TASK DETAILS —
Reproduce word for word the part of the records below that opens with the line containing "of the dog's" and runs through the end of the records, leaving out the picture.

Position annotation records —
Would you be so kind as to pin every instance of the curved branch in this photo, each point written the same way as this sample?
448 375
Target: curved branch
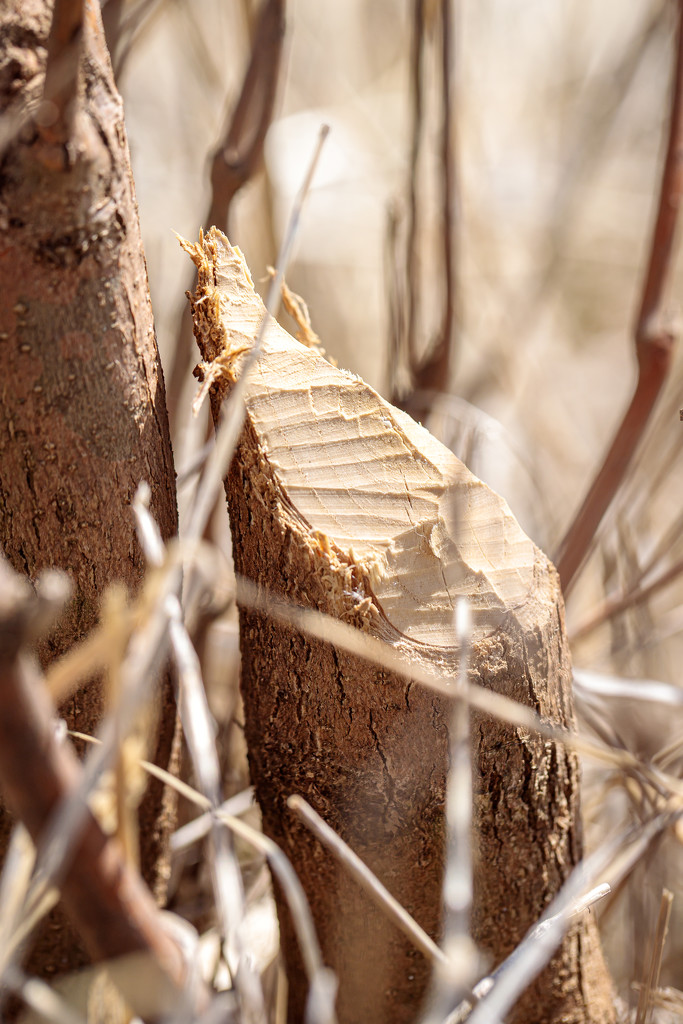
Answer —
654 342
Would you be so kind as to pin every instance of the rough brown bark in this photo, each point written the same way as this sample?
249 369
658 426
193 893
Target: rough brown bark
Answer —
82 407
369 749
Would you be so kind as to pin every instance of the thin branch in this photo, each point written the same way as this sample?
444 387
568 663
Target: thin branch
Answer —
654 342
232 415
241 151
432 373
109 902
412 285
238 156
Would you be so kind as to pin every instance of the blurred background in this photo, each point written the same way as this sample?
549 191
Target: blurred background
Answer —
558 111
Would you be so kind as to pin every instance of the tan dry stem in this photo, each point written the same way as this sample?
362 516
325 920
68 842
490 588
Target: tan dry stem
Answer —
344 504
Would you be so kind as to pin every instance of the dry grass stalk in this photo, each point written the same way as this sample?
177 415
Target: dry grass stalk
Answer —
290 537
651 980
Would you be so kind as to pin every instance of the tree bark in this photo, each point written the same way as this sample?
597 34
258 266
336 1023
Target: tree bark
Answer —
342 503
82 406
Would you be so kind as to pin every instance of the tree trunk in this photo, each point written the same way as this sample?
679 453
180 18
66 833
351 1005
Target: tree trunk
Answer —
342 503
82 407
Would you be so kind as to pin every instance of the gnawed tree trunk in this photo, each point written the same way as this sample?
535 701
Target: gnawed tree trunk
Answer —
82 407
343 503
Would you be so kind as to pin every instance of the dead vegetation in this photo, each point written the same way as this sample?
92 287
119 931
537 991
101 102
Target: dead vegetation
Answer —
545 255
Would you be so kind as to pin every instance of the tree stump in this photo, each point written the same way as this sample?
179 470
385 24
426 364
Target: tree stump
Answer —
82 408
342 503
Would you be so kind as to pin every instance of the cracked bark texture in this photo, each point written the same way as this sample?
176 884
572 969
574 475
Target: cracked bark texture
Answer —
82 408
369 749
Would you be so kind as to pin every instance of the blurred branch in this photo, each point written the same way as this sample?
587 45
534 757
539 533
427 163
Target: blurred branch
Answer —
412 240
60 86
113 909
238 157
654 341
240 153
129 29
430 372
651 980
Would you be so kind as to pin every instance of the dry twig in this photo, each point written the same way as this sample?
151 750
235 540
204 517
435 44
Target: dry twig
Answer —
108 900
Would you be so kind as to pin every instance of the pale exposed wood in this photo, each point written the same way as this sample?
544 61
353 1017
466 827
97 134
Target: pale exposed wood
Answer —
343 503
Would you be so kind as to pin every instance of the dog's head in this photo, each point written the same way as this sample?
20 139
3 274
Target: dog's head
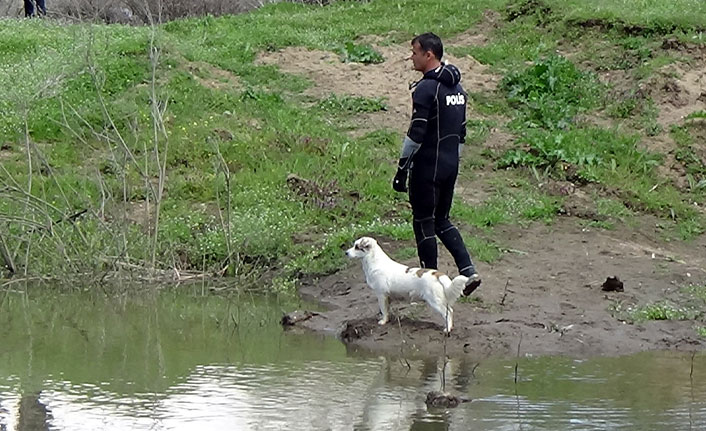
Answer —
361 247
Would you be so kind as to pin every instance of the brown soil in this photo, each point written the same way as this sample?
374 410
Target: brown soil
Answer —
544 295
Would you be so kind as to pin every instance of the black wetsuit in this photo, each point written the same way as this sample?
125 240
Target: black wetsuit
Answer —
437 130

SOLUTION TO THIS PROBLEM —
Would you be so kind as to pin every instance of the dog's head in this photo, each point written the same way as this sample?
20 139
3 274
Target: dog's head
Answer —
361 247
Would you be so kind as to pin every instance of the brown soil in this photo, each point written the same way as this sample?
374 410
Target: brown soil
Answer —
544 295
Would you be so kind as to pin every instance of the black wetsuit in this photo, each point written the same way as this sample?
125 240
Target: black wetsuit
Answer —
437 130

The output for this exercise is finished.